Consigne 1:
D'après l'entretien, qui élimine Hitler ?
Consigne 2:
Renommez « URSS » en « Union soviétique » et recopiez le passage de l'entretien compris entre « Vous êtes remonté » et « donc une construction. », inclus.

Texte du document:
Vous êtes remonté contre les «mythes» et contre une certaine forme de réécriture de l’Histoire.
Les mythes sont nécessaires à la construction d’un sentiment national. Mais l’Histoire ne se construit pas sérieusement sur des mythes. Je prends un exemple, le roman « européiste », qui affirme béatement : « L’Europe, c’est la paix. » C’est faux ! Qui élimine Hitler ? L’URSS et les États-Unis. L’Europe, ce n’est pas la paix. L’Union européenne n’est pas la mère de la paix, mais la fille de la paix. Ce n’est même pas à elle-même qu’elle doit sa prospérité. En 1946, le plan Marshall se décide à Washington pour que l’Europe ne bascule pas dans le camp de Staline. Au sortir de la guerre, les États-Unis sont la matrice de l’Otan et de la construction européenne car ils ont besoin d’alliés pour affronter l’URSS. L’Union européenne comme modèle pacifique, c’est donc une construction.

[Lignes du jeu de données de pointage]
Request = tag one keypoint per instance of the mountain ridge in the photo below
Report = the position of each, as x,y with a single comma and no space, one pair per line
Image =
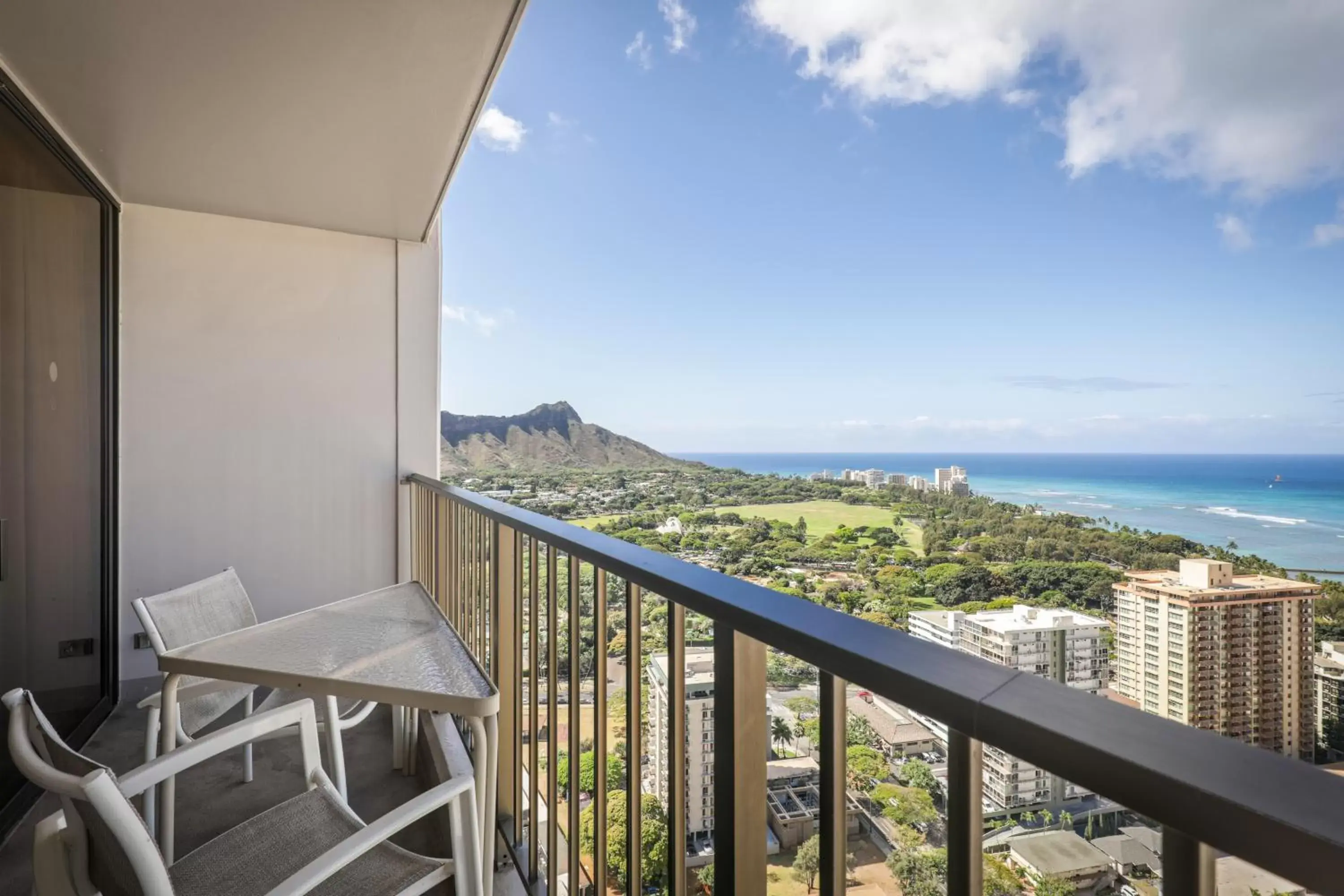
547,436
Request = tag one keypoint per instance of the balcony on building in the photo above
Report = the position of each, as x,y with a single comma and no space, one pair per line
258,338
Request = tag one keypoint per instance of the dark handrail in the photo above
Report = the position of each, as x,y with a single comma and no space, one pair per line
1277,813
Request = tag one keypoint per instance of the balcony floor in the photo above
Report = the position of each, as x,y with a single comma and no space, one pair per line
213,798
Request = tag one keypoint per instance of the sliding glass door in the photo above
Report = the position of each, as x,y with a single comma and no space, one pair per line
57,474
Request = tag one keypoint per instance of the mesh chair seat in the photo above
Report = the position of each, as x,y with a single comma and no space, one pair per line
258,855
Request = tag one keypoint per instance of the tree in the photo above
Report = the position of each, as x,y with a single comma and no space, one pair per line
906,839
917,773
654,837
803,706
780,730
863,765
999,879
905,805
807,862
921,872
859,732
1051,886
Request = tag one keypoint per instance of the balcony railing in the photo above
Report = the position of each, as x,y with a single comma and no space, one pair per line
495,570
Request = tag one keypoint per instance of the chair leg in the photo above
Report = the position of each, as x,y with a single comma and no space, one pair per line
151,753
398,734
334,746
248,706
467,845
412,741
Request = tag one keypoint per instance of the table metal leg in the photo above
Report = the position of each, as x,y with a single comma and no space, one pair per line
248,708
336,753
398,732
412,741
151,753
167,743
486,761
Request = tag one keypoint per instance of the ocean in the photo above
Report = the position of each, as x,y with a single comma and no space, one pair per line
1287,508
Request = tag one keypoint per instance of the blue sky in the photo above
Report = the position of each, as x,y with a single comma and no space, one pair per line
914,226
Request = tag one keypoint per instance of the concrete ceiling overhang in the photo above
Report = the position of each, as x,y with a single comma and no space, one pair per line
340,115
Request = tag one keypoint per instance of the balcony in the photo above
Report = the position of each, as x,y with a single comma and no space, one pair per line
498,570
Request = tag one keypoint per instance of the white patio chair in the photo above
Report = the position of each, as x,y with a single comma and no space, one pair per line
203,610
314,843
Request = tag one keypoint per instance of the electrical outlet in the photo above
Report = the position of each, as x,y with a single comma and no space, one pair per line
77,648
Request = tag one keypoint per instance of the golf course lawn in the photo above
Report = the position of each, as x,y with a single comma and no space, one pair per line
822,516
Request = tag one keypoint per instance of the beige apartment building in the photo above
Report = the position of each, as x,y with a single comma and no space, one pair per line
1229,653
699,737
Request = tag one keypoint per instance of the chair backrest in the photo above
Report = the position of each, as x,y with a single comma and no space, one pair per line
113,849
194,613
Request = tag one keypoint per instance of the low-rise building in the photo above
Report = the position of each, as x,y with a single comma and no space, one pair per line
1053,644
793,801
898,732
1129,856
1064,855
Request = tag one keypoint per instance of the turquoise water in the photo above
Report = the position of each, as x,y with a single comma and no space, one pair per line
1297,521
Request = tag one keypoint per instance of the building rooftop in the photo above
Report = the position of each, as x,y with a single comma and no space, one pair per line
941,618
1023,618
1238,878
1244,586
1127,851
699,665
893,726
1150,837
1058,852
795,767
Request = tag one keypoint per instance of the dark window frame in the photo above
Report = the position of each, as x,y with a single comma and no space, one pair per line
14,100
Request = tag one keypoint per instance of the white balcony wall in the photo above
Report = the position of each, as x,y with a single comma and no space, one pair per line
276,381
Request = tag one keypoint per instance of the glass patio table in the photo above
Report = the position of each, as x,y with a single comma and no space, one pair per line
392,646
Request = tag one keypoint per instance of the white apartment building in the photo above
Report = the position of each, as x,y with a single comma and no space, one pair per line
1053,644
699,735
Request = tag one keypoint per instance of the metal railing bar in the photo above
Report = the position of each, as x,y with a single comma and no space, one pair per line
832,816
676,749
965,820
600,745
633,734
553,673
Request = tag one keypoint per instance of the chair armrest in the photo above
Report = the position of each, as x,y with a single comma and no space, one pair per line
300,712
361,843
194,689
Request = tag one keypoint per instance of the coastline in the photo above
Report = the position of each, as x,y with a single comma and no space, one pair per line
1219,500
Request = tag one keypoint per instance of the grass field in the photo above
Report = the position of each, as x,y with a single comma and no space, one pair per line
822,516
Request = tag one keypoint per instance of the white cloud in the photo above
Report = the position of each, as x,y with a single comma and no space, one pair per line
1331,232
681,21
1237,233
483,324
1242,95
640,52
499,132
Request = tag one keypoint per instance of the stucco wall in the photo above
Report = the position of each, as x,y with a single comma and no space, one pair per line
261,390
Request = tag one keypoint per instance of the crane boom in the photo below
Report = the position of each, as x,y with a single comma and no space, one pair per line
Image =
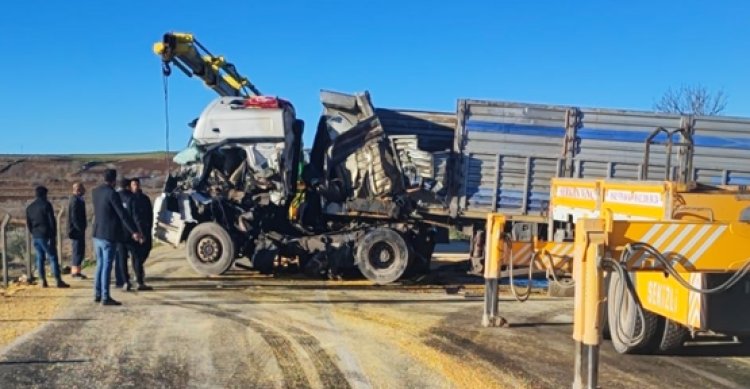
192,58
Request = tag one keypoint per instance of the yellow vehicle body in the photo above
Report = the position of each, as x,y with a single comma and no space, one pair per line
697,228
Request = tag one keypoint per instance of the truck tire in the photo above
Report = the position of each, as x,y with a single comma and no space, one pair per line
382,256
625,315
673,338
210,249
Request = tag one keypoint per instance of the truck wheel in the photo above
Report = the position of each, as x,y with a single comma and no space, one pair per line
673,338
624,322
210,249
382,256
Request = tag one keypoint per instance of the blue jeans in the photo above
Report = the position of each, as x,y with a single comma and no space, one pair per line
79,250
105,253
122,276
45,249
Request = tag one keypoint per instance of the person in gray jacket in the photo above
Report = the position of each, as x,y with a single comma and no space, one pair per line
41,223
77,229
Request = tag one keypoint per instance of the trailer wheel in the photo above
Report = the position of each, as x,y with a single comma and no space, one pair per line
624,322
382,256
673,338
210,250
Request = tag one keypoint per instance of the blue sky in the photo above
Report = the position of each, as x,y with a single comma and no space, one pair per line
80,77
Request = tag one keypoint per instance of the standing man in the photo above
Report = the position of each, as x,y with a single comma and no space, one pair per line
77,229
143,215
122,275
40,220
110,223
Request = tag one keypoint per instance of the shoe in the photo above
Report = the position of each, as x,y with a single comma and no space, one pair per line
111,301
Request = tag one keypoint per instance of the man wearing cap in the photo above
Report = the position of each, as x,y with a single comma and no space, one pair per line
110,222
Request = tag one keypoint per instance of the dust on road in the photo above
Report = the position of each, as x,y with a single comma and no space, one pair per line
251,331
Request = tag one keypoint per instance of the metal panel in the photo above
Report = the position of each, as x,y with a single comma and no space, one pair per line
618,137
722,150
509,152
423,141
434,130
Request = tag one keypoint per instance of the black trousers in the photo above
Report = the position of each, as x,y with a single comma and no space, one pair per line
135,252
79,251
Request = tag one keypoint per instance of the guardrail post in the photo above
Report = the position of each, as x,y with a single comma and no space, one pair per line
29,262
493,255
4,240
59,238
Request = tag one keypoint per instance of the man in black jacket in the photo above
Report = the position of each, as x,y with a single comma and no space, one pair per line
40,220
122,275
143,215
77,229
110,223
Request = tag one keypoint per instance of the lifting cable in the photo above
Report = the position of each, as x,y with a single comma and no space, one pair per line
165,82
628,289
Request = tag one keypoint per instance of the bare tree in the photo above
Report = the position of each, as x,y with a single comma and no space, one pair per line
692,100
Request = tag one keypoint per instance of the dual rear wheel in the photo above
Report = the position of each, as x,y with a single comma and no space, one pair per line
634,330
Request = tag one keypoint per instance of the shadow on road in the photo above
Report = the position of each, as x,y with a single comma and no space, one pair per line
48,320
47,362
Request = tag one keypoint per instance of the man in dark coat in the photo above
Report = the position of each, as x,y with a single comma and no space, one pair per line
143,215
110,225
40,220
122,275
77,229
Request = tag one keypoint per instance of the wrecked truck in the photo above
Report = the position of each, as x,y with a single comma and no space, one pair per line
244,189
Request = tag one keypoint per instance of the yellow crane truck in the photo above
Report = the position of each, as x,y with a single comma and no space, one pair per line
656,258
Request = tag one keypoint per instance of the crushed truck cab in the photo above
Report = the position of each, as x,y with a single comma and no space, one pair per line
244,190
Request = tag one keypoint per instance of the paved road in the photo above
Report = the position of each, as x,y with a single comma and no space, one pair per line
250,331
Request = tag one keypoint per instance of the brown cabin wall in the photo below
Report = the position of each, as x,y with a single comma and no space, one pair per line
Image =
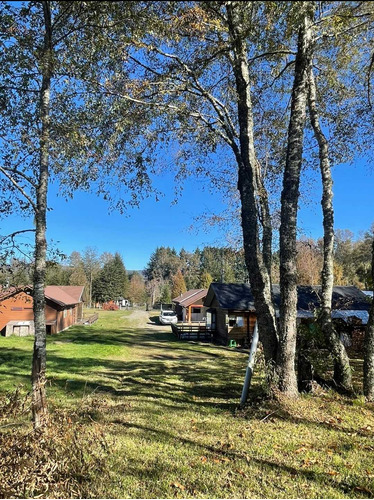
224,333
19,307
8,309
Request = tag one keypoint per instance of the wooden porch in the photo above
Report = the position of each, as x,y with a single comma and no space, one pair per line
191,331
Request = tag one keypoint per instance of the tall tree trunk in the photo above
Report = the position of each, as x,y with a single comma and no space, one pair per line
38,377
342,372
369,346
248,188
289,206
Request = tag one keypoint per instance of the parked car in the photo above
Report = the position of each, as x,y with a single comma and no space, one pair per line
168,317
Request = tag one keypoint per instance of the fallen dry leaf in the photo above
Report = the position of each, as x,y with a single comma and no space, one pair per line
179,486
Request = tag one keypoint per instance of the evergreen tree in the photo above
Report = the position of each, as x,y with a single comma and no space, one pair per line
178,285
137,292
112,281
205,280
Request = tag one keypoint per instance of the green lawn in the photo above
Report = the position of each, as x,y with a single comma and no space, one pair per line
168,411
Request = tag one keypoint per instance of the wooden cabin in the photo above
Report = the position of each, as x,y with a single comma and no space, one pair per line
190,306
63,308
231,312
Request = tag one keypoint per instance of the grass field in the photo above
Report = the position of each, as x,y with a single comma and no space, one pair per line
168,412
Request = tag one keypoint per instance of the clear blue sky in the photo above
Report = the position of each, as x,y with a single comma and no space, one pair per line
85,221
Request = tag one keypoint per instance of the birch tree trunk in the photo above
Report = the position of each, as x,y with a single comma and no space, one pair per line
369,346
342,371
248,189
38,377
289,206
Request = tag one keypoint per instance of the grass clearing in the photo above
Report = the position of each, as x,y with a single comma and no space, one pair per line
168,411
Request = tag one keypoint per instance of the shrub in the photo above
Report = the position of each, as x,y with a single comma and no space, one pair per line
110,306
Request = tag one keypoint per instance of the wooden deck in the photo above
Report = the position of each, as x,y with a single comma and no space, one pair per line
192,331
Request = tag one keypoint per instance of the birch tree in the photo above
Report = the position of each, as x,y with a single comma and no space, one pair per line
46,129
369,346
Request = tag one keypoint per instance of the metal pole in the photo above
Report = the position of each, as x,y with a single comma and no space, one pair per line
250,365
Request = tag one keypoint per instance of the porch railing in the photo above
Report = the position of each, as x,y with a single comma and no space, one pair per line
190,331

Réponse complète 1:
L'URSS et les États-Unis.

Réponse complète 2:
Vous êtes remonté contre les «mythes» et contre une certaine forme de réécriture de l’Histoire.
Les mythes sont nécessaires à la construction d’un sentiment national. Mais l’Histoire ne se construit pas sérieusement sur des mythes. Je prends un exemple, le roman « européiste », qui affirme béatement : « L’Europe, c’est la paix. » C’est faux ! Qui élimine Hitler ? L’Union soviétique et les États-Unis. L’Europe, ce n’est pas la paix. L’Union européenne n’est pas la mère de la paix, mais la fille de la paix. Ce n’est même pas à elle-même qu’elle doit sa prospérité. En 1946, le plan Marshall se décide à Washington pour que l’Europe ne bascule pas dans le camp de Staline. Au sortir de la guerre, les États-Unis sont la matrice de l’Otan et de la construction européenne car ils ont besoin d’alliés pour affronter l’Union soviétique. L’Union européenne comme modèle pacifique, c’est donc une construction.